→ STORED RECORDS
▬▬▬▬▬▬

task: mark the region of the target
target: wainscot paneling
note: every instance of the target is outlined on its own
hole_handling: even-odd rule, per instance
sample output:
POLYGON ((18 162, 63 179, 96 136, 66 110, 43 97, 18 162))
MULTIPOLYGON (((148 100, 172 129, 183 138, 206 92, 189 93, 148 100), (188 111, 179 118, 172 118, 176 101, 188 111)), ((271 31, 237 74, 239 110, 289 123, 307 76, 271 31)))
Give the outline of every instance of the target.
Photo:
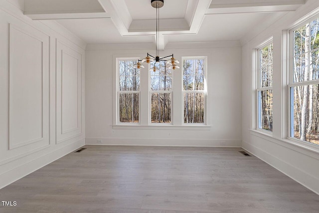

▬▬▬▬▬▬

→ GIVEN TASK
Rewrite the item above, putting "occurrence" wherever "instance" appears and keeping everything else the same. Leave the picture out.

→ RESULT OF THE EXERCISE
task: mark the region of the target
target: wainscot paneling
note: every occurrence of the target is outlined on its own
hole_handling: even-odd rule, per occurrence
sample output:
POLYGON ((18 162, 63 179, 96 136, 66 110, 43 97, 18 162))
MULTIPOLYGON (((148 100, 172 129, 183 138, 206 92, 189 93, 148 100), (188 111, 179 118, 172 118, 176 101, 188 111)), ((271 31, 237 74, 239 110, 289 123, 307 76, 271 31)))
Give the outline of every occurrence of the target.
Photo:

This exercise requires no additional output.